== TASK DESCRIPTION ==
Pull out each line in the material below that contains the string "sofa". Case counts.

-------

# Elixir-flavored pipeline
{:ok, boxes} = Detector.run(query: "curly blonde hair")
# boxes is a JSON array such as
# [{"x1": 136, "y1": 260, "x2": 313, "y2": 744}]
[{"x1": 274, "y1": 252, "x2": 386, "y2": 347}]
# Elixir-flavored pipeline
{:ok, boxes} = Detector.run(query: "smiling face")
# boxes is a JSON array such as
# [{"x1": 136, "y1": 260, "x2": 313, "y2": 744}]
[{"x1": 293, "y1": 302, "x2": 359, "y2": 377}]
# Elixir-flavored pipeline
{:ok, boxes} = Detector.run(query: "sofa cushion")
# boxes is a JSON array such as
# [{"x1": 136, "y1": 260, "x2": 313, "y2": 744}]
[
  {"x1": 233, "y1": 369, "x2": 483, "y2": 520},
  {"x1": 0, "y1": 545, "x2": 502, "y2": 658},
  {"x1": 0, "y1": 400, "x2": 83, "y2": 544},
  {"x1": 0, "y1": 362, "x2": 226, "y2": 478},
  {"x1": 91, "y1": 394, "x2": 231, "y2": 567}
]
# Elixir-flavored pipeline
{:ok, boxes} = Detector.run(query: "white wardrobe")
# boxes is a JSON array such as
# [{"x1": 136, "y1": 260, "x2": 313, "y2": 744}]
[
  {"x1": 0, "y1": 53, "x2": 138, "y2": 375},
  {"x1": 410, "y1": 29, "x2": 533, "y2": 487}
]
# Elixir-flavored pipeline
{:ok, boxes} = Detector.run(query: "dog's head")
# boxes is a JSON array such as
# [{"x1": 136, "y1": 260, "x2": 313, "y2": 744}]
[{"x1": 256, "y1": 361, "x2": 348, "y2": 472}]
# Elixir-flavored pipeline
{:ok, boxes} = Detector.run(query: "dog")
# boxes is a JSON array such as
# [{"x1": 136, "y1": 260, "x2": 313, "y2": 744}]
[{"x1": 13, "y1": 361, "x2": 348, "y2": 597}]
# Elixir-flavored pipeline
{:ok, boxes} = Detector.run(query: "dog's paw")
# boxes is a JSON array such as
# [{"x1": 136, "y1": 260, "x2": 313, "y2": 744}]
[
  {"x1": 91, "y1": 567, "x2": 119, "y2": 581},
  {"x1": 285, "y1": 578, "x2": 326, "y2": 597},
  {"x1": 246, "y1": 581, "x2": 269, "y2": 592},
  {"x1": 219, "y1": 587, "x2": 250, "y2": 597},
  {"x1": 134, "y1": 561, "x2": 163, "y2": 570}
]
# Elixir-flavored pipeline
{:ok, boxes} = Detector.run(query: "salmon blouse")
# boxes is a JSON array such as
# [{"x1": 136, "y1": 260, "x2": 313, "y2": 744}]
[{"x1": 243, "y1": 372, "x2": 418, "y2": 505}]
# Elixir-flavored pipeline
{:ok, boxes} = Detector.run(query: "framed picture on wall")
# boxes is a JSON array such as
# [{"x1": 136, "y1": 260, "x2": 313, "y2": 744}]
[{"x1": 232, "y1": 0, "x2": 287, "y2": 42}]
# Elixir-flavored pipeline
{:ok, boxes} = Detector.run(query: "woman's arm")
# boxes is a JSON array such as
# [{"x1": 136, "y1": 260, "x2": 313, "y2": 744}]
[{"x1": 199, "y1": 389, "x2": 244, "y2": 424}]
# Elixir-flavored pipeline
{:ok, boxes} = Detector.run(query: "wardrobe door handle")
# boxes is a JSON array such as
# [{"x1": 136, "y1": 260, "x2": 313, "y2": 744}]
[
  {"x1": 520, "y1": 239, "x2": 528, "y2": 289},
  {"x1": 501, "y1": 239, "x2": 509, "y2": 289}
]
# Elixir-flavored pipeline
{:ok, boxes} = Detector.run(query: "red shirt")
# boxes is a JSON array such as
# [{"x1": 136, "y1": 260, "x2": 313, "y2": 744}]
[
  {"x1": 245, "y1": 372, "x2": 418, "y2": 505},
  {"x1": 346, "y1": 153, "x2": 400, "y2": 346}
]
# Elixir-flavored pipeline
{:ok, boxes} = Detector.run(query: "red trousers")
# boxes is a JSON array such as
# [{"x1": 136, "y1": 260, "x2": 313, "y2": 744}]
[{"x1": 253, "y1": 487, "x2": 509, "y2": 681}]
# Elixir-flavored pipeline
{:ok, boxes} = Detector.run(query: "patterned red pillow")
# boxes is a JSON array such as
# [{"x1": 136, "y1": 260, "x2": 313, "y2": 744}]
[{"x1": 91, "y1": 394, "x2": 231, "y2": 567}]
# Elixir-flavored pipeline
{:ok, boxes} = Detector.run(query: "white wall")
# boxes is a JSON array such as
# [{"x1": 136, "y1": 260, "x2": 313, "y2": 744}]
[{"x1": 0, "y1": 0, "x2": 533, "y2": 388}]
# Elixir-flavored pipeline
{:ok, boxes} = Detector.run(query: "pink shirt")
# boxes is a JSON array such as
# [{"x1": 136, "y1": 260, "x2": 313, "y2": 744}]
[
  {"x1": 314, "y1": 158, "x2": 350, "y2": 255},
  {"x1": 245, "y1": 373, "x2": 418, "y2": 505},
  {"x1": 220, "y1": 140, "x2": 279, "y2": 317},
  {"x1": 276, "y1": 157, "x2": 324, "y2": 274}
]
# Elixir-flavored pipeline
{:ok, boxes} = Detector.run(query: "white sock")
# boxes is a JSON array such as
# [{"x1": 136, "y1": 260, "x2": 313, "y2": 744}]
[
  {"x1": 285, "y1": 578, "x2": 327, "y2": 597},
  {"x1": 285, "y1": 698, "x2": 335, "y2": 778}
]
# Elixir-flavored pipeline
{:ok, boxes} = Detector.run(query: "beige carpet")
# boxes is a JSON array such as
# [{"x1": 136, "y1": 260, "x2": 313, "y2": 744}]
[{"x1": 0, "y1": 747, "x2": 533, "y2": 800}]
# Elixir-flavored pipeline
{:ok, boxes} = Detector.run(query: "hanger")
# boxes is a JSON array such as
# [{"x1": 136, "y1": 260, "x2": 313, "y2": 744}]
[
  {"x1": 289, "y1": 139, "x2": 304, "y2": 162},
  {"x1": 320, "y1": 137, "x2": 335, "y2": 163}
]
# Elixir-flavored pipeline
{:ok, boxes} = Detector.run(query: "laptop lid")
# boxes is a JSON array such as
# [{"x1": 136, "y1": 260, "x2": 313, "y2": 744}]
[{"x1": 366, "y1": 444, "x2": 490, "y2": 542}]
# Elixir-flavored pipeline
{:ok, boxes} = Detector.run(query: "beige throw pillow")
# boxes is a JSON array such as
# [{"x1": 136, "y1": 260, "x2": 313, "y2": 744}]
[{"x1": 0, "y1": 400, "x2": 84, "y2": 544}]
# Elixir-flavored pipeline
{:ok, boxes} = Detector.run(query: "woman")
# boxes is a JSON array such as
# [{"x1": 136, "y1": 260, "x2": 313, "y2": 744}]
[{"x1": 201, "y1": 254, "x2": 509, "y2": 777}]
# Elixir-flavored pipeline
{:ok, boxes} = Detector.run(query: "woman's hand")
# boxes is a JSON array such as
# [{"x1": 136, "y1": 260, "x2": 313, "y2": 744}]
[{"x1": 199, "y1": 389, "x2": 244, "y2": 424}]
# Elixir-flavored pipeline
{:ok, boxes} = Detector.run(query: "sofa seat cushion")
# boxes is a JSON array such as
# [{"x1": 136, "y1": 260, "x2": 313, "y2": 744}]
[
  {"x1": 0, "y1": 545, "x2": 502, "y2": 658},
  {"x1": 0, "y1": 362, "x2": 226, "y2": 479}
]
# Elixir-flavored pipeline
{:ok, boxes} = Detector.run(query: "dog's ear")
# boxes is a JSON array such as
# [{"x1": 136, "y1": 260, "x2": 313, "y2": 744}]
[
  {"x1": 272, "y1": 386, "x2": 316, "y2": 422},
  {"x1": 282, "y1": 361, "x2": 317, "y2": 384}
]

-------

== WORKED ANSWER ==
{:ok, boxes} = Detector.run(query: "sofa cushion")
{:ok, boxes} = Detector.run(query: "sofa seat cushion")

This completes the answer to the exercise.